# [Given problem]
Rewrite the lines of the items below as a numbered list, from the line with "I need to find the green tree" up to and including the last line of the items. Leave out any blank lines.

━━━━━ Listing

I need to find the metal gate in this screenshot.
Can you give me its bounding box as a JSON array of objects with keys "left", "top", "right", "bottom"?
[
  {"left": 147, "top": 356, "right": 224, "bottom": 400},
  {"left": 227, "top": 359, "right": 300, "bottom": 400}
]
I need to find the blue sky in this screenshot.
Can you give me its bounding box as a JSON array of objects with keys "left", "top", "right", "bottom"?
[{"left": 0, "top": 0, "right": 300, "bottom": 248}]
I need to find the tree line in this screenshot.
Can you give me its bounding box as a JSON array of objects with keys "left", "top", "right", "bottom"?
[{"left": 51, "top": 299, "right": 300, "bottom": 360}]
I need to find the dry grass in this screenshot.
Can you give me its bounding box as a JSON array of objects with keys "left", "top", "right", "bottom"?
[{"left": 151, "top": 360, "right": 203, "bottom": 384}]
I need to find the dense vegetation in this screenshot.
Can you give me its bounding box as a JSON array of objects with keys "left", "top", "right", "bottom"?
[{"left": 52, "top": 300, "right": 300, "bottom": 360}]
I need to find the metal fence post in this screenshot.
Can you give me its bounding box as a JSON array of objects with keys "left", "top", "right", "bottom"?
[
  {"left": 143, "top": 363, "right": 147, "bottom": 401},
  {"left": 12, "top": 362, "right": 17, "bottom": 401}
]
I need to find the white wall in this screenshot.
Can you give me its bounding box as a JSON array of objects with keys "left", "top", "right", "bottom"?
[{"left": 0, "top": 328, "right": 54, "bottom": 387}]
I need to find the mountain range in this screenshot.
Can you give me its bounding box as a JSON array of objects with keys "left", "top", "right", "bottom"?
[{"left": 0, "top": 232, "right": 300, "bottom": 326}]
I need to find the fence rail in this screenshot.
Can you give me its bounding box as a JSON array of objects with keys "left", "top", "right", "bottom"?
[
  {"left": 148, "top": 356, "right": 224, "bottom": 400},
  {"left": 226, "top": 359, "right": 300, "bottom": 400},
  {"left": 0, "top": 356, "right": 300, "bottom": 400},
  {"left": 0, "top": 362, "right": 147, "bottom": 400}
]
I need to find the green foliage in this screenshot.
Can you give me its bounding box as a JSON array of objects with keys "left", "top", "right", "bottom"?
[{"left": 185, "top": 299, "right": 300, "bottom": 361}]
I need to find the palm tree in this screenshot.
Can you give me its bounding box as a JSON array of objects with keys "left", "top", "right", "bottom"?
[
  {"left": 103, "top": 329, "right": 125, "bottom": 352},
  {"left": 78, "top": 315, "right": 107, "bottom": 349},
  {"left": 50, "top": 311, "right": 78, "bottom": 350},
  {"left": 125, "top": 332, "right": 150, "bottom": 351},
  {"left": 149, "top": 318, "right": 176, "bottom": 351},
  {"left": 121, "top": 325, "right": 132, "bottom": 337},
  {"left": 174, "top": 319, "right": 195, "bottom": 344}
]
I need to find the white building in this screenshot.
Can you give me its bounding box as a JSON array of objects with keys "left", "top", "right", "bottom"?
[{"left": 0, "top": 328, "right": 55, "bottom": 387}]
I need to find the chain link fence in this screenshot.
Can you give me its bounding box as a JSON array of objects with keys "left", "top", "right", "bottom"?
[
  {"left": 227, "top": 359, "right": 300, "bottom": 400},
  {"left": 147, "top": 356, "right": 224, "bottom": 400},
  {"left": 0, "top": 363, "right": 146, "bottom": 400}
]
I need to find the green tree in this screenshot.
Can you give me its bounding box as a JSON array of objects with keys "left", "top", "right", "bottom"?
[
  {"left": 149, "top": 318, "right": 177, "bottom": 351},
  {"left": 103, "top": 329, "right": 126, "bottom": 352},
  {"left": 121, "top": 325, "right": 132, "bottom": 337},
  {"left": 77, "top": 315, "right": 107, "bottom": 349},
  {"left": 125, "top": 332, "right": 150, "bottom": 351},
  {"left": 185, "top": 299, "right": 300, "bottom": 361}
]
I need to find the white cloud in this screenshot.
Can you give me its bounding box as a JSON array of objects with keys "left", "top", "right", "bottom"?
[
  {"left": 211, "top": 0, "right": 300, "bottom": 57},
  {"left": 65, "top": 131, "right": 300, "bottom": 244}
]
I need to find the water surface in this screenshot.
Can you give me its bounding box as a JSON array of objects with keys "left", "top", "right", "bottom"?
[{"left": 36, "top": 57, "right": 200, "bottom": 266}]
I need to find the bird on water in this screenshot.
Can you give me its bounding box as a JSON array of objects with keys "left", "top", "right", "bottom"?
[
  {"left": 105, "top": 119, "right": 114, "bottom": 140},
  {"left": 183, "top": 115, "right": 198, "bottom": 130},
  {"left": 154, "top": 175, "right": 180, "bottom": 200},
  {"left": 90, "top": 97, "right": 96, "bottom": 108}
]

━━━━━━━━━━

# [Response to the exercise]
1. I need to find the green tree in this screenshot.
2. Can you give me its bounding box as a JSON array of objects with keys "left", "top", "right", "bottom"?
3. [
4.   {"left": 149, "top": 318, "right": 177, "bottom": 351},
5.   {"left": 103, "top": 329, "right": 126, "bottom": 352},
6.   {"left": 121, "top": 325, "right": 132, "bottom": 337},
7.   {"left": 77, "top": 315, "right": 107, "bottom": 349},
8.   {"left": 125, "top": 332, "right": 150, "bottom": 351},
9.   {"left": 185, "top": 299, "right": 300, "bottom": 361}
10. ]
11. I need to find the white cloud in this screenshot.
12. Can you give me its bounding box as a JSON array of objects with keys "left", "top", "right", "bottom"?
13. [
14.   {"left": 211, "top": 0, "right": 300, "bottom": 57},
15.   {"left": 65, "top": 131, "right": 300, "bottom": 244}
16. ]
17. I need to find the water surface in this screenshot.
18. Can you give me its bounding box as a JSON array of objects with keys "left", "top", "right", "bottom"?
19. [{"left": 36, "top": 57, "right": 200, "bottom": 266}]
20. I need to find the bird on water in this screenshot.
21. Can you give me its bounding box as a JSON array of objects with keys "left", "top", "right", "bottom"?
22. [
23.   {"left": 105, "top": 119, "right": 114, "bottom": 140},
24.   {"left": 183, "top": 115, "right": 198, "bottom": 130},
25.   {"left": 154, "top": 175, "right": 180, "bottom": 200},
26.   {"left": 90, "top": 97, "right": 96, "bottom": 108}
27. ]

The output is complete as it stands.